+++ DATA PROVIDED

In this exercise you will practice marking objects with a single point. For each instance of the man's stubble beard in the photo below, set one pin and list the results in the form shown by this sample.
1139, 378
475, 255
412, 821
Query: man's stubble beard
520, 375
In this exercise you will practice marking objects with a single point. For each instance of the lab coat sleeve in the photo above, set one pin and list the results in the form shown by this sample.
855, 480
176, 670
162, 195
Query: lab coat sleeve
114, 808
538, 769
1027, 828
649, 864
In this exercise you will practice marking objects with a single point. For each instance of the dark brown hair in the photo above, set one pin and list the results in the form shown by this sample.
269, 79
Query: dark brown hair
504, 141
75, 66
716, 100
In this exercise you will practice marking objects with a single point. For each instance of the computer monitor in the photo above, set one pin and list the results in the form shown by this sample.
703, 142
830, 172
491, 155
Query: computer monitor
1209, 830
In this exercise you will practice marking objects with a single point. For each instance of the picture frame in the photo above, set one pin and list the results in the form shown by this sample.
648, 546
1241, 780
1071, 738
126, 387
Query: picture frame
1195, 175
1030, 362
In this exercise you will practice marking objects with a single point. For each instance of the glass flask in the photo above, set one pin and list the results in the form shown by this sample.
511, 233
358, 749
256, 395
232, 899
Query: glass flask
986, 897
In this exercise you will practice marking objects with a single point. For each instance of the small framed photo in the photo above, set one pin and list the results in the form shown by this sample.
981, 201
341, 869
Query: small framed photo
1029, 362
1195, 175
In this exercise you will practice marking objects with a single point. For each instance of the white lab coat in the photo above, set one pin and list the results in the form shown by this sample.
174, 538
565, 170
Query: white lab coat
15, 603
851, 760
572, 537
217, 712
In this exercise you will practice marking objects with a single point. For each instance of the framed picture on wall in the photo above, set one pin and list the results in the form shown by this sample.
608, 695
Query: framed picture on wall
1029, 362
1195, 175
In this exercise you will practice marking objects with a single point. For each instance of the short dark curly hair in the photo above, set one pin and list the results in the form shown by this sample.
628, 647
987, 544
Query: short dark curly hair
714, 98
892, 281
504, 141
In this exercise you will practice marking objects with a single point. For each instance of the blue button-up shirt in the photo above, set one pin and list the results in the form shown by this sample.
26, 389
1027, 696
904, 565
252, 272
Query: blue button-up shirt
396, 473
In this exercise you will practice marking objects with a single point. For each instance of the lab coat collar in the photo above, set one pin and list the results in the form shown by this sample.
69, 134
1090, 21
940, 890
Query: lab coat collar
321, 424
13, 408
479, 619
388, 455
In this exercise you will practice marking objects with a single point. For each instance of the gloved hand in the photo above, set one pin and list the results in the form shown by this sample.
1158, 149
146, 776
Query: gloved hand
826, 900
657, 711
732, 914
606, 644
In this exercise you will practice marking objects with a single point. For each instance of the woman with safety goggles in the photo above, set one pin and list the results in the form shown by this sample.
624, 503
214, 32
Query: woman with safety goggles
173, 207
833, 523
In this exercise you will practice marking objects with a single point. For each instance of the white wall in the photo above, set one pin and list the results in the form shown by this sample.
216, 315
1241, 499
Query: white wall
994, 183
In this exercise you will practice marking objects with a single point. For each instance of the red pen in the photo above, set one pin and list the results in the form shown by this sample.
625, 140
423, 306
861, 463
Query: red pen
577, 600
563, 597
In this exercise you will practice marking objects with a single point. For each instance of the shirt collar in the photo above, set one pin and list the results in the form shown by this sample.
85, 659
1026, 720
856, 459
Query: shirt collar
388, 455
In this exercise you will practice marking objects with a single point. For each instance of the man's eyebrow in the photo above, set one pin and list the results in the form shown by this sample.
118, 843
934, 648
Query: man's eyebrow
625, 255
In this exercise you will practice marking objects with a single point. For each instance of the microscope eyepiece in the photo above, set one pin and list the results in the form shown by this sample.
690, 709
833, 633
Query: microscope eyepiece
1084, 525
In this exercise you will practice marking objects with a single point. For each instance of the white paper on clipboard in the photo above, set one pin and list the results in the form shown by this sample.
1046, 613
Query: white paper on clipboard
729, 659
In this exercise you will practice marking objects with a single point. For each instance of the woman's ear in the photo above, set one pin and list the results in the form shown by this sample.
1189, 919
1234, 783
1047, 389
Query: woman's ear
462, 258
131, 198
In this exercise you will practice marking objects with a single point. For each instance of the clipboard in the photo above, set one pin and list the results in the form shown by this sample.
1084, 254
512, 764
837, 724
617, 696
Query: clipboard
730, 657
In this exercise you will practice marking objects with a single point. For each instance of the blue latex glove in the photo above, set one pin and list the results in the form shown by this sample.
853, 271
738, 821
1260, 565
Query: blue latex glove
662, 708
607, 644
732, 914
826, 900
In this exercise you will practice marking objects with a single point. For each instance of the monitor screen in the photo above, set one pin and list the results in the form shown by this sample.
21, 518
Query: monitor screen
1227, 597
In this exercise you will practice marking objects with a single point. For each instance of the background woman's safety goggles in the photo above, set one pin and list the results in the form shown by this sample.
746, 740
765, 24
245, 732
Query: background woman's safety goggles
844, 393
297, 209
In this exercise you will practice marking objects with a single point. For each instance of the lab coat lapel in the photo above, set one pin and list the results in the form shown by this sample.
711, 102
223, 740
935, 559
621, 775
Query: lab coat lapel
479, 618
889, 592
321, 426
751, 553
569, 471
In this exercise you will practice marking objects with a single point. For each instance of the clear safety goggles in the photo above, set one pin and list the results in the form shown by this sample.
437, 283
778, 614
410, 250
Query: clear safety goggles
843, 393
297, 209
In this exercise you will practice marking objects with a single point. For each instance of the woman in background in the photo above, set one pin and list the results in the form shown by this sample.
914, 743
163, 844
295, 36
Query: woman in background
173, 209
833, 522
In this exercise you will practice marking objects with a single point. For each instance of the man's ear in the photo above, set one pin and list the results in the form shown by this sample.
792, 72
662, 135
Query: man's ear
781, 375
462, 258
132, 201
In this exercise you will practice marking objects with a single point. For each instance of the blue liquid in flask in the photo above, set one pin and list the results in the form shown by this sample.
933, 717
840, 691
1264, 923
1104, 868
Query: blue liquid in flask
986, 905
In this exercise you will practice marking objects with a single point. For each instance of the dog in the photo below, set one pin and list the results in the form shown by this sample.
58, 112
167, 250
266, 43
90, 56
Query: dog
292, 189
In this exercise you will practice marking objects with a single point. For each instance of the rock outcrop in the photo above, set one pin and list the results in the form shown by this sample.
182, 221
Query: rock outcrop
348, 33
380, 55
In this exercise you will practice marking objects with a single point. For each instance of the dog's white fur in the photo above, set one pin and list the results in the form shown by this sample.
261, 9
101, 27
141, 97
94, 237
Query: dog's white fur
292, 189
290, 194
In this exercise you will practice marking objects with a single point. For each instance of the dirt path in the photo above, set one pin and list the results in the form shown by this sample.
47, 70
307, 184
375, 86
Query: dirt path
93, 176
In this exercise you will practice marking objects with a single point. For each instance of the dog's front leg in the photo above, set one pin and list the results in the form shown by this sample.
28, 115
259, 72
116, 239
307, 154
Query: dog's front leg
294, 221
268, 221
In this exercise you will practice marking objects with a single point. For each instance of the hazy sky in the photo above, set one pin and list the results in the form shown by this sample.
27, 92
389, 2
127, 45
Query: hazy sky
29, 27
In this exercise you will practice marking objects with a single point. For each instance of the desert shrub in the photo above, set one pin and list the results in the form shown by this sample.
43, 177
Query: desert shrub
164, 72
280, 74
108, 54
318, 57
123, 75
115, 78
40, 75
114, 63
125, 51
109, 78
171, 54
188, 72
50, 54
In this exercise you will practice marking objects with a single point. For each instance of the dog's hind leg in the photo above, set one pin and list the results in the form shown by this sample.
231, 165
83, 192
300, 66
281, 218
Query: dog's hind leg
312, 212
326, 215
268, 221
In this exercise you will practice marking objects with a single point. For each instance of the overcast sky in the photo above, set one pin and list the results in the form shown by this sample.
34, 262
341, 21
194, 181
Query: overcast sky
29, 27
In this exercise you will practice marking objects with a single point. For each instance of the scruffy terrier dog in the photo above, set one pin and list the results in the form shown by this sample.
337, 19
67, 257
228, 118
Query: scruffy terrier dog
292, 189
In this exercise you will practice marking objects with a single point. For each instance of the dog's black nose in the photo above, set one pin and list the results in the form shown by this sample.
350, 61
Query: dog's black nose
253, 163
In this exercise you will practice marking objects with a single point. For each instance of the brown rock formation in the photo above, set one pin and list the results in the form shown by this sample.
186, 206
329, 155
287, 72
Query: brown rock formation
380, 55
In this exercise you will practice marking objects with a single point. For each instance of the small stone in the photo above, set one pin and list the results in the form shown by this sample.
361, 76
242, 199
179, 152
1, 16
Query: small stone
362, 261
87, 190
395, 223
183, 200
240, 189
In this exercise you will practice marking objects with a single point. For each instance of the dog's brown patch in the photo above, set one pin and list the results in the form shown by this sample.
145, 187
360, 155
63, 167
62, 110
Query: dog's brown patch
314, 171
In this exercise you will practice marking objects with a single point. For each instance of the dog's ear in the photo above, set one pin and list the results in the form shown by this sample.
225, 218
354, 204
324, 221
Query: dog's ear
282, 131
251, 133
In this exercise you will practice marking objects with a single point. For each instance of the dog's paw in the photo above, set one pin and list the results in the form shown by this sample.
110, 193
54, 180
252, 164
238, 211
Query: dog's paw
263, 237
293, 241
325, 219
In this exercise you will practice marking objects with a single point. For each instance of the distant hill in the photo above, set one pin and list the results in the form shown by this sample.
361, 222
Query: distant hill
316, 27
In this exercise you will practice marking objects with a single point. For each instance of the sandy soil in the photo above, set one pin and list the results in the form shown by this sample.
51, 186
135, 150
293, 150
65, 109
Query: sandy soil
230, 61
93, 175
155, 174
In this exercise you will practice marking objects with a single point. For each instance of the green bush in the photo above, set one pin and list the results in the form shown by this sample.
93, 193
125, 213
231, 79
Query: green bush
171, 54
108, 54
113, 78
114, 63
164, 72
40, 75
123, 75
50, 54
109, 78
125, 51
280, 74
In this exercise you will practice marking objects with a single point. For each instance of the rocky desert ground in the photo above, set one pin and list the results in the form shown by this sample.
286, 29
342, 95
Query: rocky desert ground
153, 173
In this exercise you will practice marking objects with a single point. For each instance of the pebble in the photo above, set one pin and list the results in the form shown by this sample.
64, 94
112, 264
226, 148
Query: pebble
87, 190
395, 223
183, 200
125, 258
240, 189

++++++

### [SET EXERCISE]
All lines from the one containing "the dog's brown" through the end of the records, both ends included, are to be quoted exactly; please add nothing else.

### [ANSWER TO THE EXERCISE]
In this exercise you will practice marking objects with a single point. For each instance of the dog's brown patch in the photo above, set one pin and list the results in the form shown by this sample.
145, 187
360, 155
63, 167
62, 110
Query: dog's brown patch
314, 171
In this exercise you will practice marking objects with a single point. For each instance of the dog's ear in the photo above, set one pin and list the results in the form shown by this sample.
225, 218
354, 204
324, 221
Query: dog's ear
282, 131
251, 133
In this exercise you will practice marking objects with a single point. For each instance of the dog's paw in the photo above, set one pin and list the results in the form shown by this sample.
110, 193
54, 180
252, 164
238, 211
Query: dog's paw
263, 237
293, 241
325, 219
In this exercise you will practice marking objects with a single point. For each instance of the distant hill in the photo above, set one pin and list the results in the form shown by this sample.
361, 222
Query: distant hill
316, 27
In this exercise you will practice marking objects with a single point. For each instance of the sandy soil in the photo above, set one pin and list the results in the form shown by this sample.
51, 186
135, 150
293, 150
65, 109
Query: sandy soil
230, 61
93, 175
155, 174
In this exercise you will practice marking objects with a single point. For each instance of the green bush in the photo above, set one pin and list the results in the form shown by this sample.
93, 193
125, 213
231, 79
Query: green bush
171, 54
108, 54
113, 78
114, 63
164, 72
40, 75
123, 75
50, 54
109, 78
125, 51
280, 74
In this exercise you will practice marking objects with a single point. For each instance of the rocky desert ground in the photo above, set one pin and list the results in the form shown by this sample.
286, 29
342, 95
Query: rocky desert ground
153, 173
In this exercise you will practice marking objects with a single point. For each instance of the pebble in the photo above, set one pin and list the results in the form shown by this sample.
64, 94
112, 264
226, 148
Query: pebble
87, 190
395, 223
183, 200
125, 258
240, 189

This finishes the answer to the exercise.